-------- Texte choisi

Il avait purgé une peine d'emprisonnement de deux mois au titre de ce
chef d'inculpation.
4.7. Des milliers de personnes ont assisté aux
funérailles de M. Aydin, le 10 juillet 1991. Lorsque la police a tiré
sur la foule, trois personnes ont été tuées. De nombreuses autres ont
été blessées par balle ou en sautant d'un mur, dans la panique créée
par la fusillade. Durant et après ces incidents la police a arrêté plus
de 350 personnes. Jusqu'à présent il n'a pas été établi qui est
responsable de l'assassinat de M. Aydin et qui a donné l'ordre de
commencer à tirer lors de ses funérailles.
4.8. L'affaire Aydin n'est malheureusement qu'un
exemple parmi d'autres. De nombreux autres incidents sont signalés. Le
18 juin 1991, la voiture d'un membre de l'Association pour les droits
de l'Homme à Diyarbakir a été complètement détruite par une bombe
cependant qu'une autre explosion démolissait le bureau local de
l'association. Ces agissements et d'autres encore sont attribués à la
police.
4.9. Le PKK semble bénéficier du soutien de certains
voisins de la Turquie, désireux d'encourager la subversion dans ses
provinces du sud-est. On affirme que la Syrie entraîne sur son
territoire des adolescents kurdes qui sont enlevés par le PKK puis
reviennent sur le territoire turc comme guérilleros. Selon des
informations récentes, le Gouvernement irakien armerait et
approvisionnerait le PKK pour se venger de l'étroite coopération de la
Turquie avec les forces alliées, durant la guerre du Golfe.

----------------

Consigne 1
Pour chacune des affirmations suivantes, dites si elle concorde avec le texte choisi en répondant par oui ou par non et en citant les mots du texte qui le montrent : (a) la police a arrêté plus de 350 personnes durant et après les funérailles de M. Aydin ; (b) on sait qui est responsable de l'assassinat de M. Aydin ; (c) le 18 juin 1991, une bombe a détruit la voiture d'un membre de l'Association pour les droits de l'Homme à Diyarbakir.
Le texte et les enregistrements n'ont aucun rapport entre eux.

-------- Données fournies

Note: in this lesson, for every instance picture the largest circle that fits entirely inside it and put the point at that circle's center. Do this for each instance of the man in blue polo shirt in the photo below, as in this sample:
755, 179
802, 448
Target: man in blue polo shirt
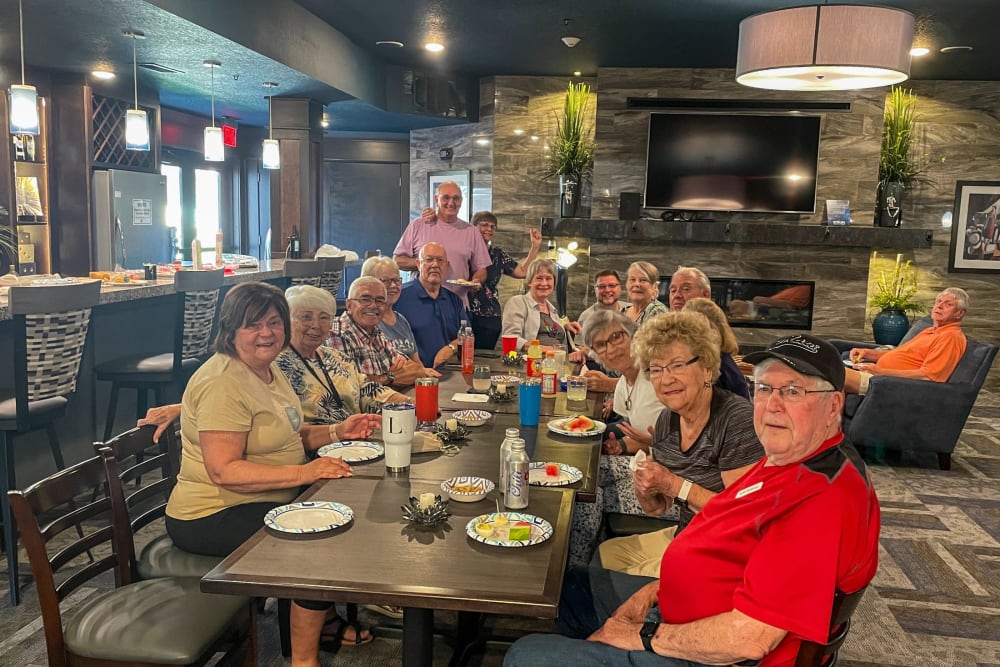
434, 314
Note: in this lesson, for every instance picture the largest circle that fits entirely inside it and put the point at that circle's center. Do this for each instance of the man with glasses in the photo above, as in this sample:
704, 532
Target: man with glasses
434, 314
356, 333
463, 243
756, 570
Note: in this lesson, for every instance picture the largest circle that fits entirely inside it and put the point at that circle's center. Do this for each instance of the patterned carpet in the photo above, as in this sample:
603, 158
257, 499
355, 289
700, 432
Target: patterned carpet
935, 601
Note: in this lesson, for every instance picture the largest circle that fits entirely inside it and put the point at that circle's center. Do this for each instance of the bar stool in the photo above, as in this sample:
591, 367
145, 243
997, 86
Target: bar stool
304, 271
50, 332
196, 299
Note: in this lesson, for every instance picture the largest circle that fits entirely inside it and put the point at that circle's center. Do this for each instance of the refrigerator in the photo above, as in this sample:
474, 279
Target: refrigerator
130, 220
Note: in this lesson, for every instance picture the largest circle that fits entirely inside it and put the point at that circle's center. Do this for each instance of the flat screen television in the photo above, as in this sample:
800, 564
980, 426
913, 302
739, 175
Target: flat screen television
732, 162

----------------

Consigne 2
Recopiez les lignes des enregistrements, en commençant par celle qui contient « the bar stool » et en terminant à la fin des enregistrements, avec « Target » remplacé par « Object » et sans autre modification. Ne donnez que ces lignes.

Corrigé 1
(a) Oui : « Durant et après ces incidents la police a arrêté plus de 350 personnes. »
(b) Non : « Jusqu'à présent il n'a pas été établi qui est responsable de l'assassinat de M. Aydin »
(c) Oui : « la voiture d'un membre de l'Association pour les droits de l'Homme à Diyarbakir a été complètement détruite par une bombe »

Corrigé 2
Note: in this lesson, for every instance picture the largest circle that fits entirely inside it and put the point at that circle's center. Do this for each instance of the bar stool in the photo above, as in this sample:
591, 367
145, 243
997, 86
Object: bar stool
304, 271
50, 332
196, 299
Note: in this lesson, for every instance picture the largest circle that fits entirely inside it and put the point at that circle's center. Do this for each instance of the refrigerator in the photo above, as in this sample:
474, 279
Object: refrigerator
130, 220
Note: in this lesson, for every instance picture the largest circle that fits entirely inside it and put the point at that circle's center. Do this for each instance of the flat screen television in the photo above, as in this sample:
800, 564
980, 426
913, 302
739, 175
Object: flat screen television
732, 162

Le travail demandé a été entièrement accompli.